Kommentar: Windelfreibeträge auf Attest

Reform der Windelentsorgung

Wenn Politiker von Reformen sprechen, bekomme ich in letzter Zeit immer Gänsehaut. Jetzt soll die Windelentsorgung in Hamminkeln reformiert werden. Bisher konnten Windeln an der zentralen Annahmestelle in Hamminkeln gebührenfrei abgegeben werden. Kostenpunkt für den Haushalt 25.000-30.000€ jährlich. Das System soll jetzt aber abgeschafft werden. Windeln werde zukünftig über den Restmüll entsorgt. Kostenpunkt für den Haushalt ca. 270000€ jährlich. Aber Moment, der Hausmüll wird doch gewogen? Das kostet dann doch extra?

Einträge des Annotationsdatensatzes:
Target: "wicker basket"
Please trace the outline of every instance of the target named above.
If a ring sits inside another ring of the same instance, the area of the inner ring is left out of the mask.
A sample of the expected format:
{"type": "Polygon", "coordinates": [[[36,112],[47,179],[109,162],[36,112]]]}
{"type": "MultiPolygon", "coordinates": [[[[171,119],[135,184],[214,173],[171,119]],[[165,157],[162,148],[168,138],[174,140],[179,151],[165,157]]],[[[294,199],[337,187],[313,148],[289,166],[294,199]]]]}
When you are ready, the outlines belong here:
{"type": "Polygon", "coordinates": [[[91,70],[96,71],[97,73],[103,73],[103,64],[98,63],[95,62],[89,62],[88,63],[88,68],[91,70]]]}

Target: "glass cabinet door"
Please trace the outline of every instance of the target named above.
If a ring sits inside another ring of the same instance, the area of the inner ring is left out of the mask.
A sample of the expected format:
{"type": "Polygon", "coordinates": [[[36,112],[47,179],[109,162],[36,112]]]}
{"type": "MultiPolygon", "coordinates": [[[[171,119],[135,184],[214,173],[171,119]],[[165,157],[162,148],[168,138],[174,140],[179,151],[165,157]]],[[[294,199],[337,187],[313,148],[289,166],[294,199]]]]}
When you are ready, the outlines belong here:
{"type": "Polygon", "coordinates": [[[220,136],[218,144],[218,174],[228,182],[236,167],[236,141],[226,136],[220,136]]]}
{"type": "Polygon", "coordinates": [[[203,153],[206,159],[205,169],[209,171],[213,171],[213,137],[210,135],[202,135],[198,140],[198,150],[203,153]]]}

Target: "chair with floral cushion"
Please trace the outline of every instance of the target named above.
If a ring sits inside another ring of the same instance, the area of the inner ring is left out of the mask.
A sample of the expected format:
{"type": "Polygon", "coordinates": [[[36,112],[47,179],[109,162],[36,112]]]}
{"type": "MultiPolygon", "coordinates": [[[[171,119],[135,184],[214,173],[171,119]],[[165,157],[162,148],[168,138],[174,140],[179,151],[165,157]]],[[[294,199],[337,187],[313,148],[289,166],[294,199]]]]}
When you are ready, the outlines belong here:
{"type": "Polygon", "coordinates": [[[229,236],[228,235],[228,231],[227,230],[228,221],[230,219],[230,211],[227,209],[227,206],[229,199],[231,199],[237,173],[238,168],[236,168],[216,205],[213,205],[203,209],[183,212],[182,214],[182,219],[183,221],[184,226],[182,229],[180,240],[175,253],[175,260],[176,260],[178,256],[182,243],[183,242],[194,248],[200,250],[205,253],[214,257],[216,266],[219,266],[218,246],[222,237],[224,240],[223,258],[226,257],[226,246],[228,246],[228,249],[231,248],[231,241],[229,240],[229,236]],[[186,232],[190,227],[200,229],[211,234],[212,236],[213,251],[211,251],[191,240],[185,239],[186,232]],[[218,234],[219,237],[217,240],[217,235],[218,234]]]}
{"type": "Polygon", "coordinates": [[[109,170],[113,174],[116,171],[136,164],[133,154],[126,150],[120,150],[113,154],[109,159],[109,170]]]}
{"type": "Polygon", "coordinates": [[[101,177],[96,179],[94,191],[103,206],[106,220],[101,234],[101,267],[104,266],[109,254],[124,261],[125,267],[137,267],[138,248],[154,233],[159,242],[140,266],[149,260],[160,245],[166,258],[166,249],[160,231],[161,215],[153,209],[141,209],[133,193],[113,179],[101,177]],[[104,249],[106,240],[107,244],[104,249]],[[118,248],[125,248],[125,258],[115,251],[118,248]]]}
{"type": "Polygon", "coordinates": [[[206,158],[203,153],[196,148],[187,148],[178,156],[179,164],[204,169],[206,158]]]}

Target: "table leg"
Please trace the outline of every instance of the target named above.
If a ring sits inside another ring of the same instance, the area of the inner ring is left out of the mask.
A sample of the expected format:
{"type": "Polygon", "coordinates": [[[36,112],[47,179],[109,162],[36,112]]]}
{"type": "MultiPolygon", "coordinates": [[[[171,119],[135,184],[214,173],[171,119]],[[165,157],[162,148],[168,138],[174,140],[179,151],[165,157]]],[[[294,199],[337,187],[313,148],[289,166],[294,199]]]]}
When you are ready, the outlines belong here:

■ AUFGABENSTELLUNG
1. Wo konnten Windeln laut dem Kommentar zur Windelentsorgung bisher gebührenfrei abgegeben werden?
2. Greif bitte den Kommentar zur Windelentsorgung nach seinem letzten Satz auf und schreib ihn weiter.
Die Auflistung wird nicht benötigt.

■ ANTWORTEN
1. An der zentralen Annahmestelle in Hamminkeln.

2.
Die Litanei von Gebührengerechtigkeit

Schauen wir dazu mal kurz in die Vergangenheit. Die Bürgermeisterkoalition aus SPD, Grünen, FDP und USD hatte sich mit Händen und Füßen gegen die Abschaffung des Wiegesystems gesträubt. Allen sachlichen Argumenten für die Abschaffung zum Trotz wurde immer wieder die Litanei der Gebührengerechtigkeit gesungen: Wiegen ist gerecht. Wer viel Müll macht, bezahlt viel. Wer wenig macht, bezahlt wenig. Okay, alles klar. Familien mit Kindern und Menschen mit Inkontinenz müssen dann zukünftig mehr bezahlen, wenn sie Windeln über den Restmüll entsorgen. Denn wer viel Müll macht, muss auch mehr bezahlen. Das ist doch richtig, oder? Nein, die Gebührengerechtigkeit für Familien mit Kindern und Inkontinente ist nicht gerecht, sagt jetzt die Bürgermeisterkoalition. Bei Windeln hört die Gebührengerechtigkeit auf. Auf den Punkt gebracht: Die bis dahin alternativlose Gebührengerechtigkeit ist nicht immer gerecht.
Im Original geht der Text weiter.